▸ **INFORMATION GIVEN**:
------------------------------
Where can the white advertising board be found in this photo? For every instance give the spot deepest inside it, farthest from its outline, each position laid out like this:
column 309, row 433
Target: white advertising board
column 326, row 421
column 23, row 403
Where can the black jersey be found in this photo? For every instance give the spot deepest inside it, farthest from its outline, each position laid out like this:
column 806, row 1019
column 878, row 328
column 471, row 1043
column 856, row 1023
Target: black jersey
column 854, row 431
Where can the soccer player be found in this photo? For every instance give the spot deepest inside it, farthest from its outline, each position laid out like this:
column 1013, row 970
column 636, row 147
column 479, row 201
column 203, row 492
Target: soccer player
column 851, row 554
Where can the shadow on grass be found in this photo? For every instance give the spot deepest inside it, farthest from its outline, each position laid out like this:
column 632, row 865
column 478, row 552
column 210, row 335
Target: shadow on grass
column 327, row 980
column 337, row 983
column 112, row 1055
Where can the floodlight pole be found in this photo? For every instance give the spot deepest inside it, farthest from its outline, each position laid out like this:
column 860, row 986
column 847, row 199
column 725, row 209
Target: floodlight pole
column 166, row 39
------------------------------
▸ **EXERCISE**: All lines from the one with "column 632, row 865" to the end of the listing are to be printed exactly as given, both ends included.

▸ **RESPONSE**:
column 632, row 865
column 478, row 552
column 210, row 335
Target: shadow on grass
column 327, row 980
column 337, row 983
column 112, row 1055
Where can the floodlight pole be found in this photo? For every instance give the spot deepest inside it, farthest from its outline, each position laid out like this:
column 860, row 986
column 847, row 199
column 725, row 209
Target: floodlight pole
column 166, row 39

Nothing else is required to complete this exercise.